■ WHAT NEEDS TO BE DONE ■
Which lines of the records contain the word "necktie"? Show each of them.
(DATA begins)
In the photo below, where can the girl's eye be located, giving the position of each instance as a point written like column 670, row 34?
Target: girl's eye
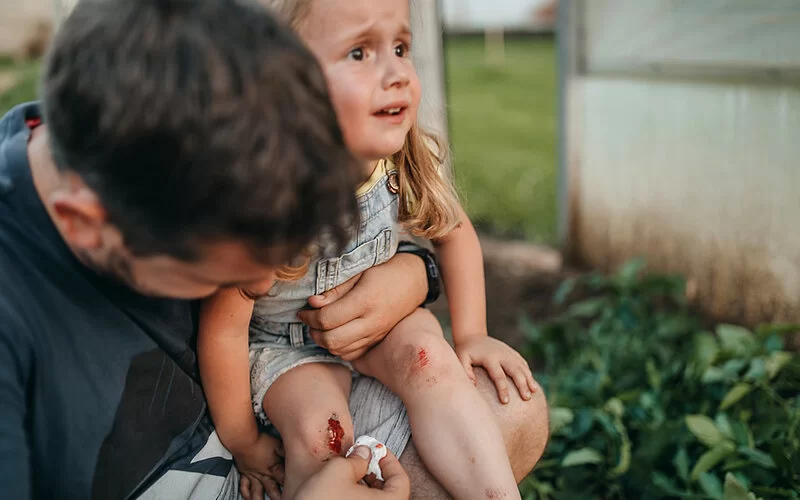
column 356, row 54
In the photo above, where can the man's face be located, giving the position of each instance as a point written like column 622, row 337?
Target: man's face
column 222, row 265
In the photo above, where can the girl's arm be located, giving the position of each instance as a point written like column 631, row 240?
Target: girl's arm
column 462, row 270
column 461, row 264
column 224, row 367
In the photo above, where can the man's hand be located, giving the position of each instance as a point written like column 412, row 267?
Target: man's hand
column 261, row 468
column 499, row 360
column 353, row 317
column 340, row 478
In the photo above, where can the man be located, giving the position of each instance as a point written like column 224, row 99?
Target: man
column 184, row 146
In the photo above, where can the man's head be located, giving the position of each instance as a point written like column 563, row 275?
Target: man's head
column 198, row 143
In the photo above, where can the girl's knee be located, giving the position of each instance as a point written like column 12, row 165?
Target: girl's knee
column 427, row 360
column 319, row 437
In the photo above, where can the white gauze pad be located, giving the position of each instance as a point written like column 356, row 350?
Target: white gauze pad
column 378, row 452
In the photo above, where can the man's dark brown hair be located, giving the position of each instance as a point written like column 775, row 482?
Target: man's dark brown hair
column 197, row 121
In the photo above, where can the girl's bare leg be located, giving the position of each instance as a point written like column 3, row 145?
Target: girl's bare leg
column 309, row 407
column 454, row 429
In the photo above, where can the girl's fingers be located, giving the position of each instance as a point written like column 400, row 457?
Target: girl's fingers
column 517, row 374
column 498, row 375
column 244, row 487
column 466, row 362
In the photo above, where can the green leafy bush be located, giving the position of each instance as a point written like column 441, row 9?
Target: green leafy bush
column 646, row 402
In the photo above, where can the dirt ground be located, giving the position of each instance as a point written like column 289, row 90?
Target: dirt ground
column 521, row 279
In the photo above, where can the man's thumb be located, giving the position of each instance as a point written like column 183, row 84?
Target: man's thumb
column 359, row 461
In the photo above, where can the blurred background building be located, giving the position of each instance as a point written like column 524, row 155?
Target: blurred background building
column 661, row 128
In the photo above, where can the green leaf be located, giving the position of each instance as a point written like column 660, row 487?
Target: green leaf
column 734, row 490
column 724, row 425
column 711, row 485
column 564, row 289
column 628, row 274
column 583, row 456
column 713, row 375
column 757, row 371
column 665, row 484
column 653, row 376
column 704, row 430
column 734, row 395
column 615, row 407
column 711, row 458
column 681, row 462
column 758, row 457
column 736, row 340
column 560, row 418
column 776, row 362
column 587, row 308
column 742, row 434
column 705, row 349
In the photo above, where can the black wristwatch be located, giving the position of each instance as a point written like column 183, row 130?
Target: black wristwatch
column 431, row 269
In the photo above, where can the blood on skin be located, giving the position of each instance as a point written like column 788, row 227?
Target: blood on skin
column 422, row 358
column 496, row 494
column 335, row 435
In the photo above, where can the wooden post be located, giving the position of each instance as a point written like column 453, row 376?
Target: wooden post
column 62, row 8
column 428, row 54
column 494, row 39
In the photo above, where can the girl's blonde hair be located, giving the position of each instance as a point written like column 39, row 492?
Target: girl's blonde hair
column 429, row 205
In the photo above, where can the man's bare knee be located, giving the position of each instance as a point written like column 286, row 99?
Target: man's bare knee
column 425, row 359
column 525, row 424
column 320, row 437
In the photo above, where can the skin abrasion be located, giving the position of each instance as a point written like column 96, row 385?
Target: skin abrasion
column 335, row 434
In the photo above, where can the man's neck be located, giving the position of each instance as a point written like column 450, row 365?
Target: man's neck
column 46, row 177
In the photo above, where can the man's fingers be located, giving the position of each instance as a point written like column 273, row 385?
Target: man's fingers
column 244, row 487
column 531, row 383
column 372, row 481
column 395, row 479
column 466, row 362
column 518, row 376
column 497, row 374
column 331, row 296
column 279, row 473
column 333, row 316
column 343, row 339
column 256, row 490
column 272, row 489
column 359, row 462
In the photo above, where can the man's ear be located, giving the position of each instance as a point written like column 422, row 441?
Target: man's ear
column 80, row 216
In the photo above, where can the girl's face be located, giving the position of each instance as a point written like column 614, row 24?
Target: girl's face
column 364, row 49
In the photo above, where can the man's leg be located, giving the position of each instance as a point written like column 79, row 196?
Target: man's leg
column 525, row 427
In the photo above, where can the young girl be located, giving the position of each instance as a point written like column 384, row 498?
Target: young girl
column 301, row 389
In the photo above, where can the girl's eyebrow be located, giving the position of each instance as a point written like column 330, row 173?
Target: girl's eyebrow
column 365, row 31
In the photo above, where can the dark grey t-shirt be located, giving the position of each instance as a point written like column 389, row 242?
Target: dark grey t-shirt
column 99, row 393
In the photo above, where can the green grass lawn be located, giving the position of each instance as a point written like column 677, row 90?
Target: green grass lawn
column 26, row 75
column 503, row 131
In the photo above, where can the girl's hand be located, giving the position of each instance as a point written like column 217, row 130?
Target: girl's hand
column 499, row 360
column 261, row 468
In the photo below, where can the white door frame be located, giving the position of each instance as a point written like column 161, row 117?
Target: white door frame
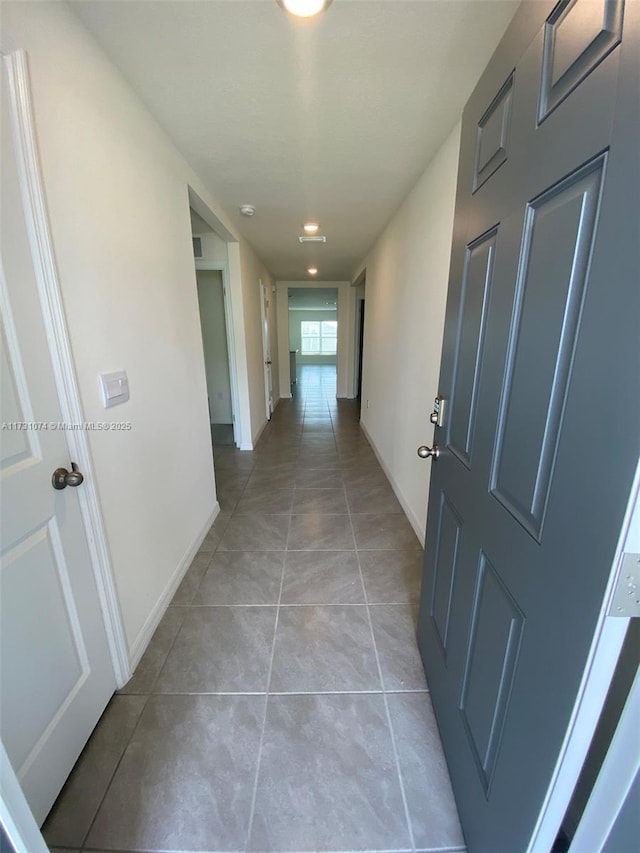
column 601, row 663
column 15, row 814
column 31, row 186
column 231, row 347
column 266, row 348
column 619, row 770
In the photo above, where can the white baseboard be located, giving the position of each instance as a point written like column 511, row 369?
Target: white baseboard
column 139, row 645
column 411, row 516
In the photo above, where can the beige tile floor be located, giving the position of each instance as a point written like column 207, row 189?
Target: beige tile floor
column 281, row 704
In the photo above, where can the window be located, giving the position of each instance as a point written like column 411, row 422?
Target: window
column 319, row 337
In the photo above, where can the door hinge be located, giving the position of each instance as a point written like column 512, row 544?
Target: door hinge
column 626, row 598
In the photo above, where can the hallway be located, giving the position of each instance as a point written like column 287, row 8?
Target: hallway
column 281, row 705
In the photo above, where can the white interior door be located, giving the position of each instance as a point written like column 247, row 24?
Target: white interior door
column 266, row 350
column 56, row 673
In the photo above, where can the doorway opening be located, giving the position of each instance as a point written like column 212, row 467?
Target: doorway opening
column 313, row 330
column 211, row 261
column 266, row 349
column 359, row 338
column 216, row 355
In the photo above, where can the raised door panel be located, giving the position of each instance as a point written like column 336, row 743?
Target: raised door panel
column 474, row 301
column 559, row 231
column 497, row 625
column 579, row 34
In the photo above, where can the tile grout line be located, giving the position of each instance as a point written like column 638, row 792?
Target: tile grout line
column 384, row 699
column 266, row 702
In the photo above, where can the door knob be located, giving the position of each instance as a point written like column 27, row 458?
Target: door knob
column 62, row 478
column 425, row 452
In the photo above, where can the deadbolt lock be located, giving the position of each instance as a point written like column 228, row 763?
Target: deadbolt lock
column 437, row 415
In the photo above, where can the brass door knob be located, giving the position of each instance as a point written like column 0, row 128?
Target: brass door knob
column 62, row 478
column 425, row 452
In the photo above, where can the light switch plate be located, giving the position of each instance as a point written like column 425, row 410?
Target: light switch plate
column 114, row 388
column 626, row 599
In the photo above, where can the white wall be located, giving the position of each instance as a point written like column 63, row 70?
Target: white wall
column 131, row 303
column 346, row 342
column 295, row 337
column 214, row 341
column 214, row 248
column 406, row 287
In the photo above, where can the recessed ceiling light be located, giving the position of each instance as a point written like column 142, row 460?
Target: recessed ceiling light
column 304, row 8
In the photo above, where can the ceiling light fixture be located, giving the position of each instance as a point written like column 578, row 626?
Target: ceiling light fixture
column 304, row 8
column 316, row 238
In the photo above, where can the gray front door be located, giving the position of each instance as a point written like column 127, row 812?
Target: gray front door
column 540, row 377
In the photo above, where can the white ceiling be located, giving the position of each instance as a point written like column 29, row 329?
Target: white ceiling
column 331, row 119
(DATA ends)
(DATA begins)
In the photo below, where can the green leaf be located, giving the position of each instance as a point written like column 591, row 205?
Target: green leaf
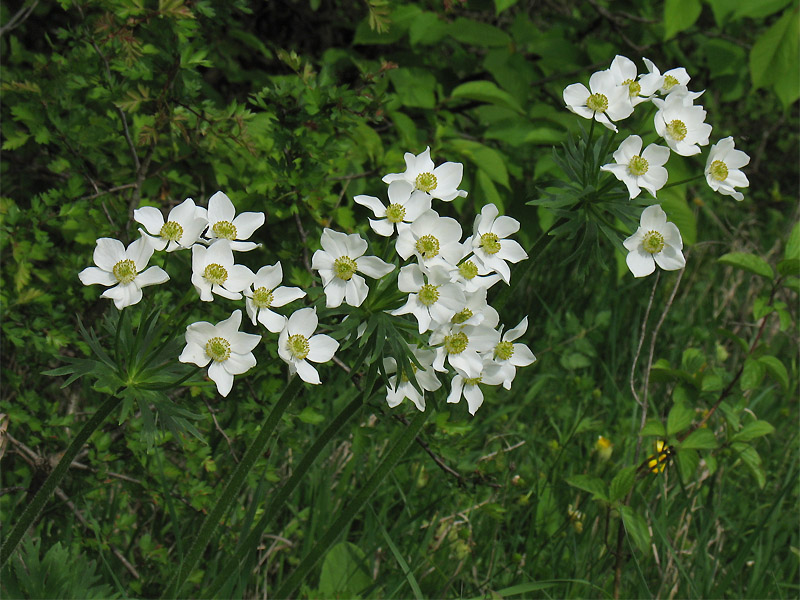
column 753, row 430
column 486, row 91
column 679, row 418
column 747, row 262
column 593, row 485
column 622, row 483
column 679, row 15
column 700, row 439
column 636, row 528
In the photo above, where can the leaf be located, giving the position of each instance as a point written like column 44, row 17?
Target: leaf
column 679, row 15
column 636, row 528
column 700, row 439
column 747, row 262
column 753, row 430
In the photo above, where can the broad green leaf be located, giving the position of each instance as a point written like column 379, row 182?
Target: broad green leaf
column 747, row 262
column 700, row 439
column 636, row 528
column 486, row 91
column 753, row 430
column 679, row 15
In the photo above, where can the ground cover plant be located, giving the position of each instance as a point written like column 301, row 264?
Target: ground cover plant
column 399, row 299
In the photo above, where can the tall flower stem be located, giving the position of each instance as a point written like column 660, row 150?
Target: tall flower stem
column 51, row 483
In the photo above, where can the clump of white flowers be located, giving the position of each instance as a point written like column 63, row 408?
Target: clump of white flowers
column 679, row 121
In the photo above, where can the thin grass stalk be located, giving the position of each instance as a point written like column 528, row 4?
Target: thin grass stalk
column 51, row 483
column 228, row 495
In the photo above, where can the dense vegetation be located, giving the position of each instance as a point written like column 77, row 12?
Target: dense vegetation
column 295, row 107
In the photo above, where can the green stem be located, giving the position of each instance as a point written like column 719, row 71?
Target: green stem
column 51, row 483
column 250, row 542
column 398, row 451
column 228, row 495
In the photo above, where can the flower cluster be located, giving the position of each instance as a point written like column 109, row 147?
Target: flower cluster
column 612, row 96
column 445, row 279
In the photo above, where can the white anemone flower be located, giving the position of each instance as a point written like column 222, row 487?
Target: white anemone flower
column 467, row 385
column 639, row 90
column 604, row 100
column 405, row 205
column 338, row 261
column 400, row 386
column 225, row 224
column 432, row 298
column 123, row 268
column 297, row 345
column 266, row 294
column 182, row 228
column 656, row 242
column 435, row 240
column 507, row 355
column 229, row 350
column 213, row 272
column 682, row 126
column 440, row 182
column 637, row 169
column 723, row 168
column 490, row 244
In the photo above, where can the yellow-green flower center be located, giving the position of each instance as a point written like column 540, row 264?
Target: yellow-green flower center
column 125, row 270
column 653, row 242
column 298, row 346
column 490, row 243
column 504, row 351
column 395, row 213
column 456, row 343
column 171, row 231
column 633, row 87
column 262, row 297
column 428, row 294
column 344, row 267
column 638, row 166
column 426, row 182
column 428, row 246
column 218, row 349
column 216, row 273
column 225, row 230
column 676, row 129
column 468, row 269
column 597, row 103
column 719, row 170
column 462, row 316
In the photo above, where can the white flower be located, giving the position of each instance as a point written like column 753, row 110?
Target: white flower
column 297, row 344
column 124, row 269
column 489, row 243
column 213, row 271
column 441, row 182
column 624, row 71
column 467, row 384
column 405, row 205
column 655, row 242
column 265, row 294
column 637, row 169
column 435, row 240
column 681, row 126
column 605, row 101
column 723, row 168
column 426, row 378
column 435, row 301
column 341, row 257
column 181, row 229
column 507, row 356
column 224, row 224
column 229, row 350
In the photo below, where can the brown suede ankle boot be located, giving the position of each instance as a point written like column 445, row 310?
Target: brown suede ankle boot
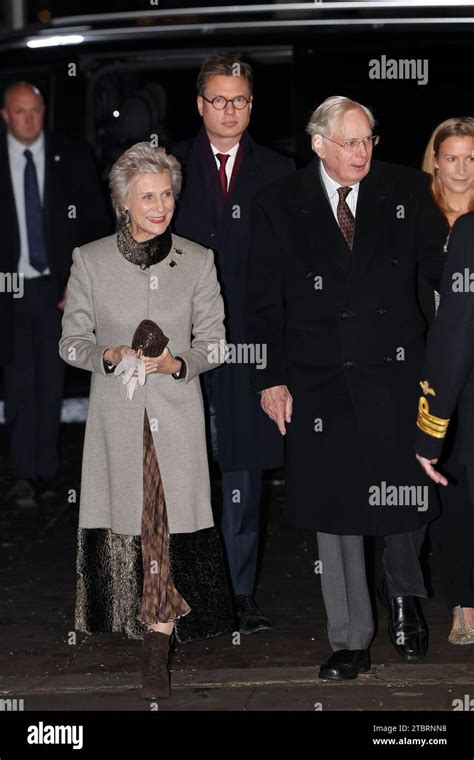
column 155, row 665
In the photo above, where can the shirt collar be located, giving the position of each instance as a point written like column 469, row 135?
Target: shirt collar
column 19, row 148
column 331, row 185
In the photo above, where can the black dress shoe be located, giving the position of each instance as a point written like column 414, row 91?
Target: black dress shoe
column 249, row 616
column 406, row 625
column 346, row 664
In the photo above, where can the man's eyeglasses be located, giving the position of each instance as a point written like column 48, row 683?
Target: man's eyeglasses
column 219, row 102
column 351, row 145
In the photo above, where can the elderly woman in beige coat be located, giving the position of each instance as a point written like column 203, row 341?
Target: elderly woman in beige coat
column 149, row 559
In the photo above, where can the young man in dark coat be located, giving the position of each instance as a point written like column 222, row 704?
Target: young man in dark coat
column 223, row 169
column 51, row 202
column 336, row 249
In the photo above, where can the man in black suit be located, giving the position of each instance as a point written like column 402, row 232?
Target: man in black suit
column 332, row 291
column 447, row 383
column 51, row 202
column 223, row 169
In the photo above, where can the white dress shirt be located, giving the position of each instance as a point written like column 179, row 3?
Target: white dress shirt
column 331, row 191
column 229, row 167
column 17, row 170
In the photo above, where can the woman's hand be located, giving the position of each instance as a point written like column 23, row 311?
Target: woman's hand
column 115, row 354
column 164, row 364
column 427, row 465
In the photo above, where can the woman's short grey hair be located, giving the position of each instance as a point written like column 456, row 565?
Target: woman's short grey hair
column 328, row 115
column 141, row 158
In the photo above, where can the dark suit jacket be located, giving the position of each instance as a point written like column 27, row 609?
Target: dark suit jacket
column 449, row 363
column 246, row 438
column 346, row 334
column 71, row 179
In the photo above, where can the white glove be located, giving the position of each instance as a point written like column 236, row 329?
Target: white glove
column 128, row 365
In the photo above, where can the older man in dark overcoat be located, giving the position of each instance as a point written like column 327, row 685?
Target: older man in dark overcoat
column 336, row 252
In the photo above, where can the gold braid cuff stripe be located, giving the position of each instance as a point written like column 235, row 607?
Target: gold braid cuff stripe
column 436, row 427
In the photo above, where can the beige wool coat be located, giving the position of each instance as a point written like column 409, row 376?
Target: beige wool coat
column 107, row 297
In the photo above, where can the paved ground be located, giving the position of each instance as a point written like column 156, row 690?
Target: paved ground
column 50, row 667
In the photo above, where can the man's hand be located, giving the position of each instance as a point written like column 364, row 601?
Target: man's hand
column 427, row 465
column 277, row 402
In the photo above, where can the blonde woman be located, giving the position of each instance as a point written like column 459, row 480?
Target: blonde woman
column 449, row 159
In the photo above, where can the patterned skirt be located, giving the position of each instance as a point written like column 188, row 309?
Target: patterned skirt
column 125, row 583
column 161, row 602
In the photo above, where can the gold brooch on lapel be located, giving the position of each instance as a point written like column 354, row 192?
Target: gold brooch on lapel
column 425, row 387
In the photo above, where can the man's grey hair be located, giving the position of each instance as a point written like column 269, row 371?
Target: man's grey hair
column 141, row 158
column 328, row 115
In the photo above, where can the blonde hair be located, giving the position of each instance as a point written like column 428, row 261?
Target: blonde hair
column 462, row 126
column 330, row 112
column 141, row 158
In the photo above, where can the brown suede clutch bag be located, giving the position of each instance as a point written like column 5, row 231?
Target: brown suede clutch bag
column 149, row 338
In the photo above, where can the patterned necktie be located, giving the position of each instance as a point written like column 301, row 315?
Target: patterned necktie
(DATA ends)
(DATA begins)
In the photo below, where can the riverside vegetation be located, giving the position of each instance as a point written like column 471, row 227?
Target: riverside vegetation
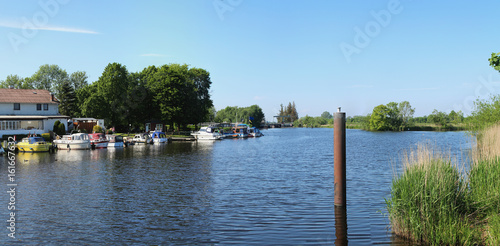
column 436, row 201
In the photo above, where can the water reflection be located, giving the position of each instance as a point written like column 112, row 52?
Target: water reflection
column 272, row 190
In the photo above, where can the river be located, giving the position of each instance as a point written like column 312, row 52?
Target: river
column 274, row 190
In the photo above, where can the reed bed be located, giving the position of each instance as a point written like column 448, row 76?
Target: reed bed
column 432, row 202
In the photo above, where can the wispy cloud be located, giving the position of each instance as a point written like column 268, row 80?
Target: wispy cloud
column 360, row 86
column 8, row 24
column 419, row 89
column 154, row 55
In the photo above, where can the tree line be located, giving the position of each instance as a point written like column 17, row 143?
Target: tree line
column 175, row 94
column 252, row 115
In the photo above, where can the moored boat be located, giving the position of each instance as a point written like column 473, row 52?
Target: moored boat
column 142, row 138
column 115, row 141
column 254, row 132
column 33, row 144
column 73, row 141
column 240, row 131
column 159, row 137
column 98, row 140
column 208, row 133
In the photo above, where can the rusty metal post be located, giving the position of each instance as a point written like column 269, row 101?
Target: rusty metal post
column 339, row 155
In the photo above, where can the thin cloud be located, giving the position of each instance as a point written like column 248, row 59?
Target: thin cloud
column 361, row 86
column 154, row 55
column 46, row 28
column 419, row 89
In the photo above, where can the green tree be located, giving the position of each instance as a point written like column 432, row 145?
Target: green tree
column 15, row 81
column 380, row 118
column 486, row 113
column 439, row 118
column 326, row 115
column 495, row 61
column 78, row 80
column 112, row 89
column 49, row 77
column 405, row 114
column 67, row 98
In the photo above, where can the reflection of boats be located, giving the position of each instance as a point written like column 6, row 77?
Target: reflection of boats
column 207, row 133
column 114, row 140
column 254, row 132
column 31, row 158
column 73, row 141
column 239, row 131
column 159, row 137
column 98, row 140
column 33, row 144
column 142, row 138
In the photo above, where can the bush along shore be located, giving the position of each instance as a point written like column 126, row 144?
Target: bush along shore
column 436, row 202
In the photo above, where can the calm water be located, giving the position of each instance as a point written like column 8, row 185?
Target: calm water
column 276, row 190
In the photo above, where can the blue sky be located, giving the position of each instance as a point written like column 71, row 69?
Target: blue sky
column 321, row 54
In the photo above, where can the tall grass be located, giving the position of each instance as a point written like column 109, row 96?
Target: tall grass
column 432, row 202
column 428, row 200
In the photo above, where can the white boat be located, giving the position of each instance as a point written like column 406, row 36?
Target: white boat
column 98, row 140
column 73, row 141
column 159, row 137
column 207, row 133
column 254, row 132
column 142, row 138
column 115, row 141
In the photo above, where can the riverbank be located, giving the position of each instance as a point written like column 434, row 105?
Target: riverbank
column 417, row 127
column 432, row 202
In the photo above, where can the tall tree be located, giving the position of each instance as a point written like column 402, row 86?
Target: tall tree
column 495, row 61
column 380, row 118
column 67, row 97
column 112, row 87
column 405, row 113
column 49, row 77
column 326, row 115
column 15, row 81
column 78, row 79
(DATA ends)
■ ANSWER TO THE EXERCISE ■
In the photo above, where can the patterned necktie be located, giving the position of each instance as a point written like column 301, row 315?
Target: patterned necktie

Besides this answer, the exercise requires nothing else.